◆ Problem description
Locate the line that contains "Annotation guideline: for every instance of the calm". Print it and every subsequent line through the final line of the records, exactly and only those.
- - -
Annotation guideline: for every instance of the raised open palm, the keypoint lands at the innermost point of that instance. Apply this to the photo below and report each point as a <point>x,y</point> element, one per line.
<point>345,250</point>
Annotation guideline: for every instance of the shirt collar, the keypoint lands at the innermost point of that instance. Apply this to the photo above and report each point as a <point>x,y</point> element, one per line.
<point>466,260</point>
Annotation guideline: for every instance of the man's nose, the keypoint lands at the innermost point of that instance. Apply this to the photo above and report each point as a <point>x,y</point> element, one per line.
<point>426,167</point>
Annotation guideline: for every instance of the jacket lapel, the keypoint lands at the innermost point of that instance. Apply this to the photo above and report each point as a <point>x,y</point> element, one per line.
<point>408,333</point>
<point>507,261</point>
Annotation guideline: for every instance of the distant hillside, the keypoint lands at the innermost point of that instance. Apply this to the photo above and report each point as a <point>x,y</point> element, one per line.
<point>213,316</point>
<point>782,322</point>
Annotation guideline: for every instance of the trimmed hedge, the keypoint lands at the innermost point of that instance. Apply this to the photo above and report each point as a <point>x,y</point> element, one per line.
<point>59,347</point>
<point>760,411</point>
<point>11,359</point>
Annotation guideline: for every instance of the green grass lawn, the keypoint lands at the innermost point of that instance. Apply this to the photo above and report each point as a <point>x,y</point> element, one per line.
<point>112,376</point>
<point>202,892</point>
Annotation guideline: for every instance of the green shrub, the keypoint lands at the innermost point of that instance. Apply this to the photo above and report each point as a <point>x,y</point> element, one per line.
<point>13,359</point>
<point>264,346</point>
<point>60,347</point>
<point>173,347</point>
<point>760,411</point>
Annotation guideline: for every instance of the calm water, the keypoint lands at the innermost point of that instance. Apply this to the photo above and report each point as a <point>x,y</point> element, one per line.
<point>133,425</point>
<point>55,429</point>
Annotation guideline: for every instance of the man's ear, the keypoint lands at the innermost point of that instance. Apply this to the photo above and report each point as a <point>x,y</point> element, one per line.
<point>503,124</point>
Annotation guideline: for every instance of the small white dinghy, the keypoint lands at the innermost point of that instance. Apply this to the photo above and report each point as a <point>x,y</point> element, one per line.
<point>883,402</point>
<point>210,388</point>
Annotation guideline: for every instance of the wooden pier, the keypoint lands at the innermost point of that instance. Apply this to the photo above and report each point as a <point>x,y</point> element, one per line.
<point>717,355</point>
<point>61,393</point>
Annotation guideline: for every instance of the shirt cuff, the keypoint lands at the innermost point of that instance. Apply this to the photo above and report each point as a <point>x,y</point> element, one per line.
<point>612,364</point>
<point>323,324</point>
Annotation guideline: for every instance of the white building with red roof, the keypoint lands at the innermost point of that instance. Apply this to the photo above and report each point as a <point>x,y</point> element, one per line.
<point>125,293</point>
- - -
◆ Complete answer
Annotation guideline: for every instance of the calm water, the keypoint lands at the innermost point of that instance. Apply this to the photo above and report each point as a <point>x,y</point> element, one per line.
<point>133,425</point>
<point>55,429</point>
Annotation guideline: for every instance of the man's ear, the keypoint lands at the innermost point of that instance. Apply this to the photo above and report each point as a <point>x,y</point> element, one per line.
<point>503,124</point>
Annotation guideline: for every instance of the small white dinghy, the keypoint lands at the innermost point of that instance. Apply this to the photo above and report each point as a <point>x,y</point> element, one per line.
<point>883,402</point>
<point>210,388</point>
Annotation guideline: for every instance of the wooden pier, the keypoint lands at the innermost point of that instance. Apply this to the photo above and report each point as a <point>x,y</point> element, one per line.
<point>717,355</point>
<point>61,393</point>
Annotation guideline: for every instance of the shirt cuff, the keypoint lands at the innermost point of that instance. Apply this to the photo above and report each point as a <point>x,y</point> element, one per line.
<point>612,364</point>
<point>323,324</point>
Annotation guideline: for every instance of the white building with red roof, the keypoint lands at the innermost point of that instance. Apply this to the photo above and report each point as a <point>x,y</point> element, one per line.
<point>125,293</point>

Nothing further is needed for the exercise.